[DOCUMENT TEXT Boundary: Start]

Digital learning tools can help—but only if they’re paired with training
Answer first: Digital learning transformation improves fit when it reduces teacher load and increases personalization; it fails when it adds complexity without support.
Adaptive practice tools, speech-to-text supports, and learning management systems can reduce friction for students who struggle with writing stamina or attention. But tech doesn’t fix mismatch by itself.
A practical rule: If you roll out a new tool, budget time for teachers to learn it in their actual context. That means coaching, model lessons, and planning support—not just vendor webinars.
Digital tools are most useful when they:
- Provide actionable data teachers can interpret quickly
- Support accessibility (read-aloud, translation, captioning)
- Allow multiple ways to show mastery (audio, video, projects)
When tech is used this way, it becomes part of an ecosystem that expands fit rather than forcing uniformity.
A better definition of equity: every student gets a real match
Equity conversations often get stuck between two extremes: total standardization (“same classroom for all”) or fragmented choice (“every family for itself”). There’s a smarter middle ground.

[DOCUMENT TEXT Boundary: End]
[DATA SECTION Boundary: Start]

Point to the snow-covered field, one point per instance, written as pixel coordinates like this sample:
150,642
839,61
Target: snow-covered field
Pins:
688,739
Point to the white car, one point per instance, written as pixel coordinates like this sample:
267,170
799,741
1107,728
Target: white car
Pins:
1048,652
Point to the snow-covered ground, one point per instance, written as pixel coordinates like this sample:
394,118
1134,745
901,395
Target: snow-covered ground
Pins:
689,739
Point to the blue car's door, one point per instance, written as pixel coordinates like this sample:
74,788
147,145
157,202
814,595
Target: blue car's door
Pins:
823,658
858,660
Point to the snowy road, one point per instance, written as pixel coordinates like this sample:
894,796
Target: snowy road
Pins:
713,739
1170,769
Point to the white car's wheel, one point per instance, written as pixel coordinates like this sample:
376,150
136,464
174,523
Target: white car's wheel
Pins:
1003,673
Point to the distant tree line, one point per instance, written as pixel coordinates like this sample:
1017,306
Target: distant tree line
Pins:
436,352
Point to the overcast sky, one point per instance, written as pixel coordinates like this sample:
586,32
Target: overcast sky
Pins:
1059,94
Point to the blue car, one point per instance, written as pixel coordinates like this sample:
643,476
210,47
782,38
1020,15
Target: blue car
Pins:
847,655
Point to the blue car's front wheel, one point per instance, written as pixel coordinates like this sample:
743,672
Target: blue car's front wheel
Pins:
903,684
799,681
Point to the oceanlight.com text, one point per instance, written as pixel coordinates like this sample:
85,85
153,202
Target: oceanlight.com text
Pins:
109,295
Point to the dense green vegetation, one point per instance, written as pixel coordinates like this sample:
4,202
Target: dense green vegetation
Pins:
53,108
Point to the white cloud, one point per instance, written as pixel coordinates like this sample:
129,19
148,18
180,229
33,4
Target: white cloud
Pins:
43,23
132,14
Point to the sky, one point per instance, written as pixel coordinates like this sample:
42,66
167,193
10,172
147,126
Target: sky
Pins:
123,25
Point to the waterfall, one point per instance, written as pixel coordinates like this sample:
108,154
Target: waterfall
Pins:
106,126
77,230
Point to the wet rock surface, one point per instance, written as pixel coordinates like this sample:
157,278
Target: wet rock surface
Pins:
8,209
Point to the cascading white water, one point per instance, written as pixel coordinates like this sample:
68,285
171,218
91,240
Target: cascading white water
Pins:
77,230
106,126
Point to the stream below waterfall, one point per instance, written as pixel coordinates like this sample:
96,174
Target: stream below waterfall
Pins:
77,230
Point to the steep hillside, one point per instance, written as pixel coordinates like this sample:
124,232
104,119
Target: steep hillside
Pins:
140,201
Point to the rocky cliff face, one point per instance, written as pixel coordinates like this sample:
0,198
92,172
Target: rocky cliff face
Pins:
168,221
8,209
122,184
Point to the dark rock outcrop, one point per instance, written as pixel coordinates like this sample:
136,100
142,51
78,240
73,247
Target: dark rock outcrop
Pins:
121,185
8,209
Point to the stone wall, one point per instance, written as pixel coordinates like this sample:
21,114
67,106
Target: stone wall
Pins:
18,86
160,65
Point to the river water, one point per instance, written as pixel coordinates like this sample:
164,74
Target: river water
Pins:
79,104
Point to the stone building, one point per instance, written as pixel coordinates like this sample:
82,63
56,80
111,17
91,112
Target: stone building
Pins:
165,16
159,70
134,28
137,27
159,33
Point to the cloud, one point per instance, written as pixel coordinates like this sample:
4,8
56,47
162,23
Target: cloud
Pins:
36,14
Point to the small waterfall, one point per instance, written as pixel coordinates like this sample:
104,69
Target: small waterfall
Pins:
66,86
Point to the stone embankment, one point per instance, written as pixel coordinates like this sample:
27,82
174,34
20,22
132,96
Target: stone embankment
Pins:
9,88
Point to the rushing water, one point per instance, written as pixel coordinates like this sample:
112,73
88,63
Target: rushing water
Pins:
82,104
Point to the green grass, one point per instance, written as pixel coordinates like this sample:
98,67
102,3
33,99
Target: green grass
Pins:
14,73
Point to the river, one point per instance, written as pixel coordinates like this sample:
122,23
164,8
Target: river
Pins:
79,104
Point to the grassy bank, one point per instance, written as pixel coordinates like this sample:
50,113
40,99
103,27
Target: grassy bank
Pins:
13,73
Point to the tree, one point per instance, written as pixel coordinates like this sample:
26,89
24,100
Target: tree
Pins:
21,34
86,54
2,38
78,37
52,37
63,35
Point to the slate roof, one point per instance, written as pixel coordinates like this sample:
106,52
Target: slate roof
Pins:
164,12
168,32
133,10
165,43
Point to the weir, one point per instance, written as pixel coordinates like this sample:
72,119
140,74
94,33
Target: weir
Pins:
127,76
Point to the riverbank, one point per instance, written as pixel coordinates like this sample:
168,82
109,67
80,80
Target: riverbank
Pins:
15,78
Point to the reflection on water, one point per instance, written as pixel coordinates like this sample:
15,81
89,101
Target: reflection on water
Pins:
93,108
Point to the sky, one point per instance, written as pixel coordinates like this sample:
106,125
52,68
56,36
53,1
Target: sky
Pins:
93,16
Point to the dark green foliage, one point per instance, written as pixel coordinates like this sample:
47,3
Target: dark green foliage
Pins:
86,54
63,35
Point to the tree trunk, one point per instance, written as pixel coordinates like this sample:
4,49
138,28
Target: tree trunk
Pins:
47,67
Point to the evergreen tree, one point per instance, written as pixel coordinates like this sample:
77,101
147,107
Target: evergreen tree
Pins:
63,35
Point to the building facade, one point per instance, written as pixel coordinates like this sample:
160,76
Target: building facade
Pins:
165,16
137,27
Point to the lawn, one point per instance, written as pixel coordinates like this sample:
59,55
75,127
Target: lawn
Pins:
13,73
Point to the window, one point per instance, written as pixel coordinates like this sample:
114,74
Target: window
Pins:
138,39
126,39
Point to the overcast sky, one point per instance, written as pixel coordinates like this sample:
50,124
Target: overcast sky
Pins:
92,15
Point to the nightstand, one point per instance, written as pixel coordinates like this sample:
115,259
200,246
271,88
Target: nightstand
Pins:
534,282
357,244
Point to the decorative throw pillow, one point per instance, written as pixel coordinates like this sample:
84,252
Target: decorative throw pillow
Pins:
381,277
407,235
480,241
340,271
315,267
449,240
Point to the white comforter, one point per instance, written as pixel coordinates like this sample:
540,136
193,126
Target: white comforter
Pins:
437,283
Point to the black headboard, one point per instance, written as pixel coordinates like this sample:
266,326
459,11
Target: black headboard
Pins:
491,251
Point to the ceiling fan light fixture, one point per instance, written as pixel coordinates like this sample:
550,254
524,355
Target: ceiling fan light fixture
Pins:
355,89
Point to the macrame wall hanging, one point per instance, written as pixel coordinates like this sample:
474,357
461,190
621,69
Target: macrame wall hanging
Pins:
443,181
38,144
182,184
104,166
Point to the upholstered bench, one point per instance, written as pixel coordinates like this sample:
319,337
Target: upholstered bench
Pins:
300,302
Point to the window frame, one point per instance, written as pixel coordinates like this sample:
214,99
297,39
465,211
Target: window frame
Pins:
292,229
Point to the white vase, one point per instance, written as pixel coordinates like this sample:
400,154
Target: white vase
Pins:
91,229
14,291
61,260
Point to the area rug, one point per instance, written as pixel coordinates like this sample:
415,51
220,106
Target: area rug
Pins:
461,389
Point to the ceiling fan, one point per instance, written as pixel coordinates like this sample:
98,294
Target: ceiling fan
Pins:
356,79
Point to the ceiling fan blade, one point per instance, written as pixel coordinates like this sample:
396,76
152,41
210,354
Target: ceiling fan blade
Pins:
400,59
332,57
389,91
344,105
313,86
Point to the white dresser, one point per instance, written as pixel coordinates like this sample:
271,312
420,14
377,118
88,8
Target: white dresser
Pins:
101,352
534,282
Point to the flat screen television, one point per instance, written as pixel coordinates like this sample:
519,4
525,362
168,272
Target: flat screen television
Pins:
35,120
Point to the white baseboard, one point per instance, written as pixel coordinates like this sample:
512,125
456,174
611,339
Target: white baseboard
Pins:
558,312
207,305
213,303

[DATA SECTION Boundary: End]

Answer these questions from the text on digital learning tools:
1. Under the practical rule, what should you budget time for when rolling out a new tool?
2. Which three accessibility supports are listed?
3. What two extremes do equity conversations often get stuck between?

1. Time for teachers to learn the tool in their actual context.
2. Read-aloud, translation, and captioning.
3. Total standardization ("same classroom for all") and fragmented choice ("every family for itself").